▸ Your goal: Give the records below as a Markdown table with a row number in a column named No. and each line in a column named Text, leaving out blank lines and the pictures.

-- START --

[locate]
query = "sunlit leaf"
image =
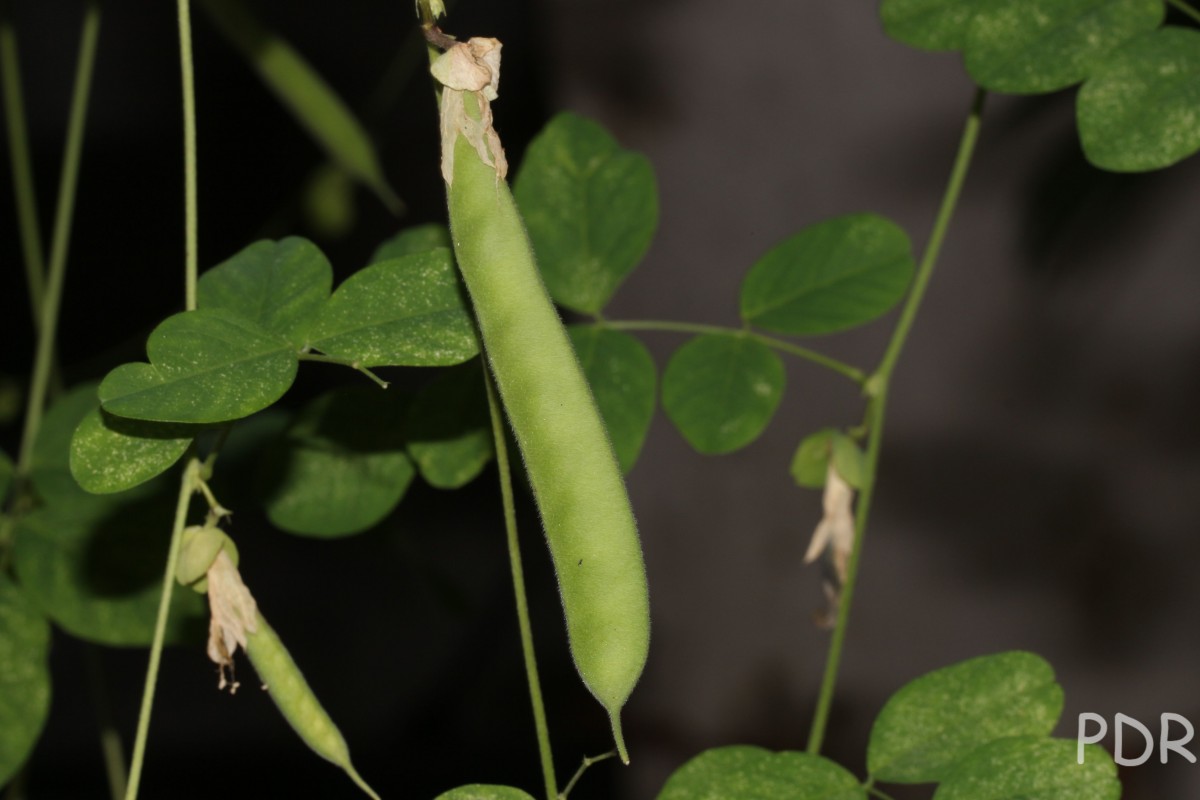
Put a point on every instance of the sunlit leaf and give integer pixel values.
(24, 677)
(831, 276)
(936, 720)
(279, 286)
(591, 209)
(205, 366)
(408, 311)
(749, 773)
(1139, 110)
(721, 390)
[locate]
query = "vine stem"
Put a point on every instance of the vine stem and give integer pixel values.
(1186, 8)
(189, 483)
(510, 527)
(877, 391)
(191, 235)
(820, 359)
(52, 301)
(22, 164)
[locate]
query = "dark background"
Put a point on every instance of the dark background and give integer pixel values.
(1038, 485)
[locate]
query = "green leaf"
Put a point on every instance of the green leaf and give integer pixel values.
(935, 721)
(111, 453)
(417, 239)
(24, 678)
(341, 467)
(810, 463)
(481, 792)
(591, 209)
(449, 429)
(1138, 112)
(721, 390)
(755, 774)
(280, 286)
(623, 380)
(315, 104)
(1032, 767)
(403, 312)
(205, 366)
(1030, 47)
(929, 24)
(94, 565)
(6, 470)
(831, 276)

-- END --

▸ Solved exercise:
| No. | Text |
|---|---|
| 1 | [locate] |
| 2 | query = "sunlit leaf" |
| 3 | image = |
| 4 | Put a point on every instance of the sunlit leaf and give integer pixel values. |
| 5 | (24, 677) |
| 6 | (831, 276) |
| 7 | (936, 720) |
| 8 | (279, 286) |
| 9 | (591, 209) |
| 10 | (205, 366) |
| 11 | (408, 311) |
| 12 | (749, 773) |
| 13 | (1139, 110) |
| 14 | (721, 390) |
| 15 | [locate] |
| 16 | query = "vine stem" |
| 17 | Put a point on every instance of the vine stem and give integer pixel values. |
| 18 | (1186, 8) |
| 19 | (189, 483) |
| 20 | (510, 527) |
| 21 | (877, 391) |
| 22 | (191, 235) |
| 23 | (820, 359) |
| 24 | (52, 301) |
| 25 | (22, 164) |
| 26 | [locate] |
| 27 | query = "dark background" |
| 28 | Put a point on every instance of the dark background and give integer pixel values. |
| 29 | (1038, 485) |
| 30 | [locate] |
| 31 | query = "green leaf" |
| 32 | Put a point on every instance of the green leaf and give integer pixel values. |
| 33 | (935, 721) |
| 34 | (111, 453) |
| 35 | (417, 239) |
| 36 | (24, 678) |
| 37 | (341, 467) |
| 38 | (810, 463) |
| 39 | (481, 792) |
| 40 | (591, 209) |
| 41 | (449, 429) |
| 42 | (1138, 112) |
| 43 | (721, 390) |
| 44 | (755, 774) |
| 45 | (280, 286) |
| 46 | (623, 380) |
| 47 | (315, 104) |
| 48 | (1032, 767) |
| 49 | (403, 312) |
| 50 | (205, 366) |
| 51 | (1030, 47) |
| 52 | (929, 24) |
| 53 | (94, 565) |
| 54 | (6, 470) |
| 55 | (831, 276) |